-------- Source document

2) Identify organizational mandates 

According to Bryson (1995), mandates entail formal and informal requirements, restrictions, expectations, and constraints facing an organization. Mandates refer to the ‘musts’ that the organization must confront. For instance, relevant legislation and organizational policies are some of the formal mandates that guide public and nonprofit organizations. The informal mandates can include stakeholder expectations and cultural norms. 

The organization must revisit the mandates during strategic planning for various reasons. First, the mandates enable the organization to have a clear picture of what it needs to do. Knowing the mandates also helps the organization understand that it might not be tightly constrained as it is believed to be. Lastly, the mandates equip the stakeholders with many possibilities as they plan the strategic change cycle. 

Bryson (1995) adds that the mandates show the public value that the organization will create. Public and nonprofit organizations are externally justified, and they must find ways to prove that their existence create public value otherwise they will lose their legitimacy. When identifying the mandates, the stakeholders should be guided by the four outcomes. The first outcome is to identify formal and informal mandates as well as who is mandating what and the resources at their disposal. The second outcome is the interpretation of the requirements after identifying the mandates. Thirdly, the mandates clarify what is forbidden and what is not forbidden so that the stakeholders will have clear standards and regulations to guide the strategic planning process. 

3) Clarify organizational mission and values 

In the third step, Bryson (1995) stresses the need for clarifying the organization’s mission and values. Just like the mandates, the organization’s mission is a declaration of purpose, and it justifies the existence of the organization. The mission statement varies in length based on the purpose of the organization. Nonetheless, the mission is a source of clarity used to eliminate unnecessary conflict within the organization. The mission also clarifies the areas which the organization should focus on to channel discussion and activity among stakeholders. The mission statement acts as the basic consensus among the key stakeholders. 

Stakeholders must engage in careful stakeholder analysis before creating the mission. Stakeholder analysis is a strategic planning tool that identifies key individuals or groups that can affect the strategic plan. Stakeholders can influence the strategic plan positively or negatively as they are the key decision makers. The stakeholders influence the mission as they can either support it or not; hence they should be involved in the creation of the mission. 

According to Bryson (1995), the mission does not only specify the purpose, but it unites the stakeholders through a shared goal. The stakeholders must answer various questions when clarifying the mission statement. Some questions are concerned with the social and economic needs that the organization wants to meet, philosophy, values and culture, and what separates the organization from the rest. After answering all the questions, the stakeholders create a mission statement that works well for everyone. Mission statements are generally concise, no more than one paragraph.

----------------

Your objective:
Reproduce, word for word, the portion of the strategic planning text that begins with the words "In the third" and ends with "the key stakeholders.".

-------- Data block

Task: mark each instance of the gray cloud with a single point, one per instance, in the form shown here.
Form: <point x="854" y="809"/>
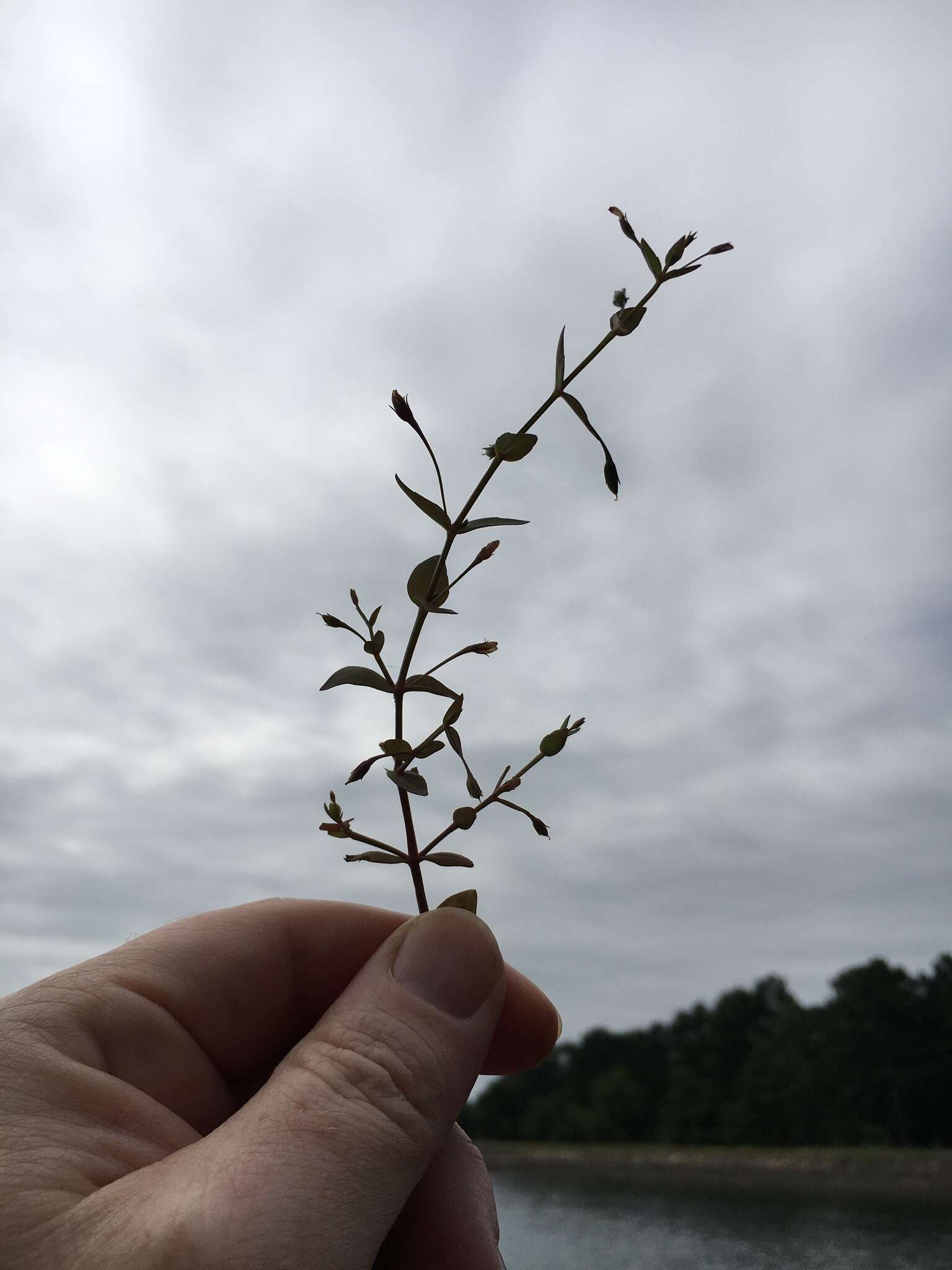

----------------

Exercise result:
In the third step, Bryson (1995) stresses the need for clarifying the organization’s mission and values. Just like the mandates, the organization’s mission is a declaration of purpose, and it justifies the existence of the organization. The mission statement varies in length based on the purpose of the organization. Nonetheless, the mission is a source of clarity used to eliminate unnecessary conflict within the organization. The mission also clarifies the areas which the organization should focus on to channel discussion and activity among stakeholders. The mission statement acts as the basic consensus among the key stakeholders.